## DATA
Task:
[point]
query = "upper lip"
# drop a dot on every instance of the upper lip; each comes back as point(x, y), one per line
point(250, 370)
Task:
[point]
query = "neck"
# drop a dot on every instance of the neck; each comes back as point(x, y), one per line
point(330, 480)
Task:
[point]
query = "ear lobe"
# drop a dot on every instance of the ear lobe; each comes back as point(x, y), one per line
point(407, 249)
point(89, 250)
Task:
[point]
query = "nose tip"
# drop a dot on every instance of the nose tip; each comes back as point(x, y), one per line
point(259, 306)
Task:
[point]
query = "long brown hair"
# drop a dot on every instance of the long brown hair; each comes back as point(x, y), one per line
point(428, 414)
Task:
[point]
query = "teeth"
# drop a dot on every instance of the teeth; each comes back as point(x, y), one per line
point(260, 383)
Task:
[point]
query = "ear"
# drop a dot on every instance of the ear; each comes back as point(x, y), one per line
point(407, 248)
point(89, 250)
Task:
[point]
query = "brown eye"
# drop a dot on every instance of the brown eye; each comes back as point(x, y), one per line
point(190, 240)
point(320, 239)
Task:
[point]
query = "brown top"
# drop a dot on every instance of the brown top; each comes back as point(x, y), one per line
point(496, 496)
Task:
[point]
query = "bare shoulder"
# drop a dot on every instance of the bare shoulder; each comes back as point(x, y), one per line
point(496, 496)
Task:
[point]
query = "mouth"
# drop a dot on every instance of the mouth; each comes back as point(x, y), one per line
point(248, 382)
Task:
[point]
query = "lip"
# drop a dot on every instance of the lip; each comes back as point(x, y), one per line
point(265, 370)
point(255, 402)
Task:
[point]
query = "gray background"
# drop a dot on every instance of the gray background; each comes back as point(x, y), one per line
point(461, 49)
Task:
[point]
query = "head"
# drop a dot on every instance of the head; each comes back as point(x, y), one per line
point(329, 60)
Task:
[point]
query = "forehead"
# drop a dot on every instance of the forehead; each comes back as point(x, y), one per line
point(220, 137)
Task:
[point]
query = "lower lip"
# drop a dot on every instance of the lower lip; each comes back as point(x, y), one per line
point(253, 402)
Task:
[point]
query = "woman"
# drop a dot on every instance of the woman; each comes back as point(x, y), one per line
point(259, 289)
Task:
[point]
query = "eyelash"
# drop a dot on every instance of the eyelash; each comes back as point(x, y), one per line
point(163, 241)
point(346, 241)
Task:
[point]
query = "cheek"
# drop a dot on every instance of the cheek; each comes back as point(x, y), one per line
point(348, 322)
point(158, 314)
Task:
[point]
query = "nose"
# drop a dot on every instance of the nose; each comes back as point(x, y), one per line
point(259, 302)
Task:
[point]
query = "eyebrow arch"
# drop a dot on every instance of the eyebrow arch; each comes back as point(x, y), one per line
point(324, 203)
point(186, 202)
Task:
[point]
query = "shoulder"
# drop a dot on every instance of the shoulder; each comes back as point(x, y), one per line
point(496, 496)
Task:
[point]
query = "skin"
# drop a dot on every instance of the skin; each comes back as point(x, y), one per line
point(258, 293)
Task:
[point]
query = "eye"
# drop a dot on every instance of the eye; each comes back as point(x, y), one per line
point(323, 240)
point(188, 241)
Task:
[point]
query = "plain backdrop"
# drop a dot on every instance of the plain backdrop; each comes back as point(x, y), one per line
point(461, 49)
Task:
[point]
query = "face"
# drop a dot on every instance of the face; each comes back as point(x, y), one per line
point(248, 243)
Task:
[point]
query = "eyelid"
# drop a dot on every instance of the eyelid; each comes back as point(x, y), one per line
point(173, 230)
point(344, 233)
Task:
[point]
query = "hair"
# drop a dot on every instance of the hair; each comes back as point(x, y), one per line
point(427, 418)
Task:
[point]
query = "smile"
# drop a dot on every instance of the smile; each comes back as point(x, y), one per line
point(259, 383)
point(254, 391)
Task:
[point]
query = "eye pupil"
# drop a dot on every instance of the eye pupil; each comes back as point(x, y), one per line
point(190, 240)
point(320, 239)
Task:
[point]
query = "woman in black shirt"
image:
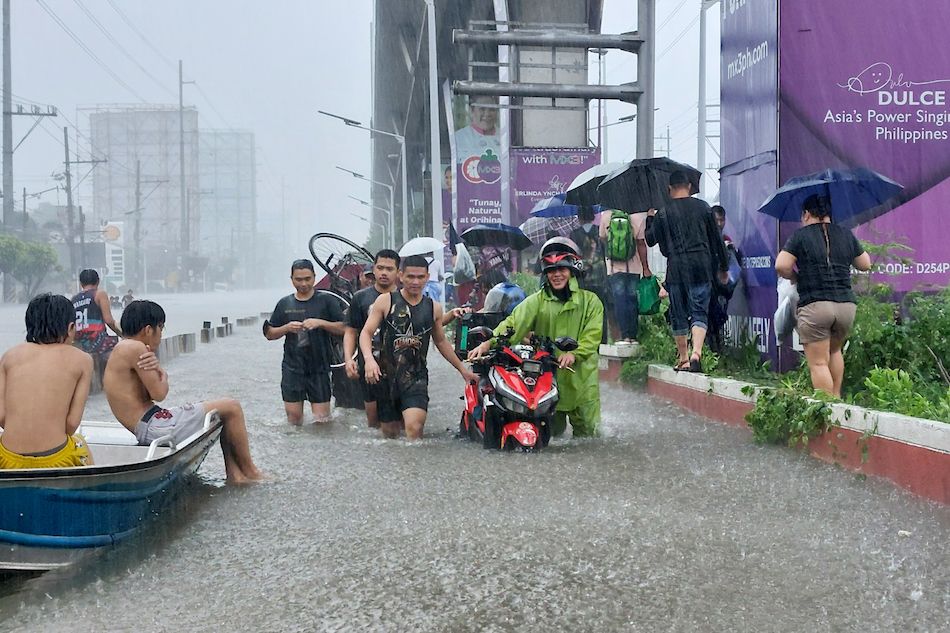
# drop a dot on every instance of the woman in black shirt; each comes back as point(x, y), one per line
point(823, 254)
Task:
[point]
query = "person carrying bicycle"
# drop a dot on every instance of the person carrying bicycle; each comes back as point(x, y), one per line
point(562, 308)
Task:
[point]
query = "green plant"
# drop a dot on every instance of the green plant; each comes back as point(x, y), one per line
point(781, 416)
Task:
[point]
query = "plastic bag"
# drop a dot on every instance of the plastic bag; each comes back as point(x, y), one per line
point(648, 295)
point(464, 266)
point(784, 318)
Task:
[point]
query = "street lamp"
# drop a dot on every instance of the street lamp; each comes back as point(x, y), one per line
point(402, 159)
point(392, 208)
point(382, 227)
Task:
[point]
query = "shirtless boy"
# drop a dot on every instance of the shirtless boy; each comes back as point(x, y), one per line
point(44, 384)
point(134, 380)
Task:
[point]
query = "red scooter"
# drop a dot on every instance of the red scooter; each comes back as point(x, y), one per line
point(512, 404)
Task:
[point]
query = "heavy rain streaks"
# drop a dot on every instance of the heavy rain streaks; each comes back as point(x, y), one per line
point(668, 522)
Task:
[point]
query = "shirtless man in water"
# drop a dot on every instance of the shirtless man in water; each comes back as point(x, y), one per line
point(134, 380)
point(44, 384)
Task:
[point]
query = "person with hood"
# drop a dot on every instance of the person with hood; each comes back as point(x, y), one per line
point(562, 308)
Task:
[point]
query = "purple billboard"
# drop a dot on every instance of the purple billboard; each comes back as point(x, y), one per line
point(865, 83)
point(538, 173)
point(749, 98)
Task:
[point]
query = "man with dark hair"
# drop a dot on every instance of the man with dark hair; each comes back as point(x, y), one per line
point(93, 313)
point(305, 320)
point(406, 320)
point(134, 380)
point(44, 384)
point(688, 237)
point(385, 271)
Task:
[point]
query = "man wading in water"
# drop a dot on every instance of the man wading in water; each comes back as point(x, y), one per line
point(406, 320)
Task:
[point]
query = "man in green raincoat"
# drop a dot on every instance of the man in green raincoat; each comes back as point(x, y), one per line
point(561, 308)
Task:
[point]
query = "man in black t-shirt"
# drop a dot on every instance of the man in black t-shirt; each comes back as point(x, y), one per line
point(385, 271)
point(688, 237)
point(305, 320)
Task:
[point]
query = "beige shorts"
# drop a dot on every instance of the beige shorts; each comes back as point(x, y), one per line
point(822, 320)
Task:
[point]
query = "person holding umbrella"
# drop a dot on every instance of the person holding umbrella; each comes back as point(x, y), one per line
point(818, 259)
point(689, 238)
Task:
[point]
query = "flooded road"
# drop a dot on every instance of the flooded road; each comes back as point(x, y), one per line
point(667, 523)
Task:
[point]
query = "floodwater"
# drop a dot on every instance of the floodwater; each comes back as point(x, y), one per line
point(667, 523)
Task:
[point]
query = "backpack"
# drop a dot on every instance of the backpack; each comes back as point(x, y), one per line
point(619, 237)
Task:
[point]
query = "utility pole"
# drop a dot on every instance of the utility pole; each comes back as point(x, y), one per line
point(137, 230)
point(185, 246)
point(70, 220)
point(7, 123)
point(70, 230)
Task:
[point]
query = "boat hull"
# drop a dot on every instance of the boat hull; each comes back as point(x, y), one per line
point(45, 510)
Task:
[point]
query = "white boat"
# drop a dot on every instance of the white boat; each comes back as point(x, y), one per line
point(53, 517)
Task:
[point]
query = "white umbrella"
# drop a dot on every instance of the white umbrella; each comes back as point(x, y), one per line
point(421, 246)
point(583, 189)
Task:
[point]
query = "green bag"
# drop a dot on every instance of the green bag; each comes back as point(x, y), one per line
point(620, 245)
point(648, 295)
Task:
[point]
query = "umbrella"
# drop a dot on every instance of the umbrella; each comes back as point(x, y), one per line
point(554, 207)
point(642, 184)
point(583, 189)
point(495, 235)
point(538, 228)
point(857, 195)
point(421, 246)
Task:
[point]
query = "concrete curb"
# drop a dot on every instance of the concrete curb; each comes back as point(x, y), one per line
point(911, 452)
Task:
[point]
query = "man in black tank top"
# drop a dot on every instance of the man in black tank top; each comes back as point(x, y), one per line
point(407, 321)
point(385, 270)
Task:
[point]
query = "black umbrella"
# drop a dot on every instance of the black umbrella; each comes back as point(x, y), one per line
point(495, 235)
point(642, 184)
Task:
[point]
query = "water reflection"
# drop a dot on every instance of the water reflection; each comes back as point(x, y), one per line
point(666, 523)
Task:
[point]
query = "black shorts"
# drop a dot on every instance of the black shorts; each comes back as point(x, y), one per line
point(390, 409)
point(314, 388)
point(369, 391)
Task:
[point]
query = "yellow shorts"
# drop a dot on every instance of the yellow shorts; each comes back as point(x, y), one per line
point(75, 453)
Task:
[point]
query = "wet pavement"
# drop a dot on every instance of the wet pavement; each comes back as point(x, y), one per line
point(666, 523)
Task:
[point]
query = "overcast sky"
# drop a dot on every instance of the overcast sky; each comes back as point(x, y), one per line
point(267, 67)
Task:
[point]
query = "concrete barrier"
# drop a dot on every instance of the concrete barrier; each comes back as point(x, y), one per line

## SHORT TASK
Could you reproduce everything from the very start of the entries down to the line containing "point(250, 370)", both ends included, with every character unchanged?

## RESULT FOR THIS TASK
Task:
[point]
query = "upper lip"
# drop a dot on every instance of the upper lip; each comes back as point(x, y), one per line
point(250, 370)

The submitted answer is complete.